KPK Eksekusi Akil Mochtar

Loading

kpkkk

JAKARTA, (tubasmedia.com) – Komisi Pemberantasan Korupsi (KPK) mengeksekusi mantan Ketua Mahkamah Konstitusi Akil Mochtar yang divonis hukuman seumur hidup. Eksekusi dilakukan dengan memindahkan Akil ke Lembaga Pemasyarakatan Sukamiskin, Bandung.

“Karena telah berkekuatan hukum tetap, kemarin telah dilakukan eksekusi terhadap Akil Mochtar ke lapas Sukamiskin Bandung. Proses eksekusi selesai sekitar pukul 17.00 WIB,” kata Kepala Bagian Pemberitaan dan Publikasi KPK Priharsa Nugraha.

Menurut priharsa, proses eksekusi dilakukan setelah putusan Akil berkekuatan hukum tetap. Pada 23 Februari 2015, Mahkamah Agung menolak permohonan kasasi Akil Mochtar sehingga hukumannya tetap seumur hidup. MA juga tidak meluluskan permohonan Jaksa Penuntut Umum KPK yang menginginkan hukumannya ditambah dengan membayar denda sebesar Rp10 miliar

Sebelum dibawa ke MA, kasus ini diproses banding di Pengadilan Tinggi DKI Jakarta. Pada 12 November 2014 PT DKI Jakarta menolak banding Akil sehingga Akil dinilai tetap harus divonis penjara seumur hidup. Putusan seumur hidup ini diketok majelis hakim Pengadilan Tindak Pidana Korupsi pada 30 Juni 2014. Hakim Tipikor menyatakan Akil bersalah dalam enam dakwaan sehingga harus divonis seumur hidup.

> _TUGAS LATIHAN_
Tolong salin tanpa perubahan sebagian berita tentang eksekusi Akil Mochtar di atas, dimulai dari kata-kata yang memuat "Menurut priharsa, proses" dan berakhir setelah "divonis seumur hidup.".

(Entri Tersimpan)
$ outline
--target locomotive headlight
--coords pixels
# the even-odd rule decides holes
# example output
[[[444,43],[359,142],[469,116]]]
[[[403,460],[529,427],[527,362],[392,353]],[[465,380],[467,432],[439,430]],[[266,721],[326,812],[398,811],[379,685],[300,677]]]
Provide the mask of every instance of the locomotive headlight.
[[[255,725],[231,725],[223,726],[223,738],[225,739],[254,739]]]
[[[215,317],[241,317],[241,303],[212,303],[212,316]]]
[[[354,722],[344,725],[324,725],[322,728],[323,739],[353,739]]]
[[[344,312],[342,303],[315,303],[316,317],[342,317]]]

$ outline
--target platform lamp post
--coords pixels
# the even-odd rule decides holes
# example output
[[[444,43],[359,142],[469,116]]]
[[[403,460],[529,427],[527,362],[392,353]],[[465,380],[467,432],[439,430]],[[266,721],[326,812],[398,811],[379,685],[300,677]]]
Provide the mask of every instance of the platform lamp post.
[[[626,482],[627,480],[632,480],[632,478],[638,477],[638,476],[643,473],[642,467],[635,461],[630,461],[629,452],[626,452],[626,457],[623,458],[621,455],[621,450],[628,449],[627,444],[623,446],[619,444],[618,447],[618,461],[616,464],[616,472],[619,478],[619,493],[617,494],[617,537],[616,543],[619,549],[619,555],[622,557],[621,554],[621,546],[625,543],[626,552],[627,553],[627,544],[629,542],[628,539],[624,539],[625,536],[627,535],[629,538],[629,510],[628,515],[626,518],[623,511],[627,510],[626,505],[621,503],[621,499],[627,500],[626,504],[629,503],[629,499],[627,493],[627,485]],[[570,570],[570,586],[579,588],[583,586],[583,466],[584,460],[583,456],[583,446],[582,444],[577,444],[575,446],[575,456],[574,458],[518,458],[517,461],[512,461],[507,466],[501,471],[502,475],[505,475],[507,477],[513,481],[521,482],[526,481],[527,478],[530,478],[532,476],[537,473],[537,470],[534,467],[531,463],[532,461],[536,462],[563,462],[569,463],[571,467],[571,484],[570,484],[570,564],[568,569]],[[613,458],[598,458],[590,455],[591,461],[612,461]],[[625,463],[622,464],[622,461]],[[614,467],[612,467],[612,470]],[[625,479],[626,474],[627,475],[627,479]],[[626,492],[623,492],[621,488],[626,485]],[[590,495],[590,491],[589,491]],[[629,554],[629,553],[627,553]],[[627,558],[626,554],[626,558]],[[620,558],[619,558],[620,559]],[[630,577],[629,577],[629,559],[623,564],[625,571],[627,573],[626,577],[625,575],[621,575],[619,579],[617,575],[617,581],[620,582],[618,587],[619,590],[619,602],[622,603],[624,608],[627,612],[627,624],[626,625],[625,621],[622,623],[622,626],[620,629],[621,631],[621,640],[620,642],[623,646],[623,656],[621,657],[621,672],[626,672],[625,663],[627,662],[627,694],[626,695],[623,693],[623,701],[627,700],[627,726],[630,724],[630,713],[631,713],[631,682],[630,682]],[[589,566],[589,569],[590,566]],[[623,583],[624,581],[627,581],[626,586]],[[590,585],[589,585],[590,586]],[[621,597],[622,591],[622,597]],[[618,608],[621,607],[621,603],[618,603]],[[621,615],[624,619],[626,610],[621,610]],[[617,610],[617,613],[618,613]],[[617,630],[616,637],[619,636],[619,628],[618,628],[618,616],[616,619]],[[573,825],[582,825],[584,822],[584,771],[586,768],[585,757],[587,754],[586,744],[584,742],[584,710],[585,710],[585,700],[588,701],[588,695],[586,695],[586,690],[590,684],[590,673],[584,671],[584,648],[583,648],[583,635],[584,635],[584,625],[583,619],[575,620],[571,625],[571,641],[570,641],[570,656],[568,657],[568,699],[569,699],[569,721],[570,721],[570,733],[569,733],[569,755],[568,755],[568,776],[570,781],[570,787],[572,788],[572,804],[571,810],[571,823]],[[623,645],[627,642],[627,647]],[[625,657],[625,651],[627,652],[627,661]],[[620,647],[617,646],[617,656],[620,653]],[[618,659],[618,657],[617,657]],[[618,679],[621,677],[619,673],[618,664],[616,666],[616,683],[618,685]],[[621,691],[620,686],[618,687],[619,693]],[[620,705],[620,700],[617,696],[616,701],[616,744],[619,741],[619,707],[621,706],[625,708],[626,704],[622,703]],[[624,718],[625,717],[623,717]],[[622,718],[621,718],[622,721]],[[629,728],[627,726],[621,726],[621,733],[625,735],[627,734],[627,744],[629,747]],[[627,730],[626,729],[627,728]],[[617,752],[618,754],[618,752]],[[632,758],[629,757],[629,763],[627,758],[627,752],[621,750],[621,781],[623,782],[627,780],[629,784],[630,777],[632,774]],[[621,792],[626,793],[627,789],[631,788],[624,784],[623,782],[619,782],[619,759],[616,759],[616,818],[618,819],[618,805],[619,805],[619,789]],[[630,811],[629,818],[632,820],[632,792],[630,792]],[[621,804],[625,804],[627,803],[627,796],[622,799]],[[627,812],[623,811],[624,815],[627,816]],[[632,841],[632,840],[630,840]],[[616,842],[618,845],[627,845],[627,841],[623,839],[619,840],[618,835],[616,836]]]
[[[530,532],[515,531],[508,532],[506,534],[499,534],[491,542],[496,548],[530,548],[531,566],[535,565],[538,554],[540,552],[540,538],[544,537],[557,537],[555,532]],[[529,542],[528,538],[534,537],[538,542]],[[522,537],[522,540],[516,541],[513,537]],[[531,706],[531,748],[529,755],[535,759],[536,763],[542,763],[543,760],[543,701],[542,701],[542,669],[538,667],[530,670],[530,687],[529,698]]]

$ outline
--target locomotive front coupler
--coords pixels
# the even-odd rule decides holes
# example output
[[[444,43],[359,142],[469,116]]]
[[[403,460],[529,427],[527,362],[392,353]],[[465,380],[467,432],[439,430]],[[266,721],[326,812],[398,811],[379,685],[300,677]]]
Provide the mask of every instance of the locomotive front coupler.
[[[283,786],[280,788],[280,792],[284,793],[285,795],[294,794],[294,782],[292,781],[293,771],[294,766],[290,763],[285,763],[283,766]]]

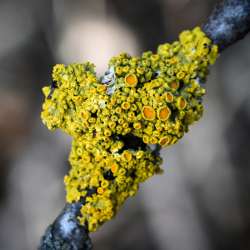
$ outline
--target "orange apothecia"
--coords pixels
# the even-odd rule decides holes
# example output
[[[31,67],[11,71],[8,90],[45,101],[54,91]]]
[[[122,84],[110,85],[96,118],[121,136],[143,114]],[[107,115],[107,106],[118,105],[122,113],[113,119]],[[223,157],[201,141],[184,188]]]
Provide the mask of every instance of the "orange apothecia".
[[[135,74],[128,74],[125,76],[125,84],[129,87],[135,87],[138,83],[137,76]]]
[[[155,110],[150,106],[144,106],[142,116],[145,120],[153,121],[155,119]]]
[[[147,144],[172,145],[201,118],[205,89],[199,82],[217,54],[196,27],[155,53],[113,57],[101,78],[89,62],[54,66],[53,85],[43,88],[41,117],[50,130],[73,138],[66,200],[85,199],[79,222],[90,232],[161,172],[162,159]]]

> _HASIL PENGERJAAN_
Menurut priharsa, proses eksekusi dilakukan setelah putusan Akil berkekuatan hukum tetap. Pada 23 Februari 2015, Mahkamah Agung menolak permohonan kasasi Akil Mochtar sehingga hukumannya tetap seumur hidup. MA juga tidak meluluskan permohonan Jaksa Penuntut Umum KPK yang menginginkan hukumannya ditambah dengan membayar denda sebesar Rp10 miliar

Sebelum dibawa ke MA, kasus ini diproses banding di Pengadilan Tinggi DKI Jakarta. Pada 12 November 2014 PT DKI Jakarta menolak banding Akil sehingga Akil dinilai tetap harus divonis penjara seumur hidup. Putusan seumur hidup ini diketok majelis hakim Pengadilan Tindak Pidana Korupsi pada 30 Juni 2014. Hakim Tipikor menyatakan Akil bersalah dalam enam dakwaan sehingga harus divonis seumur hidup.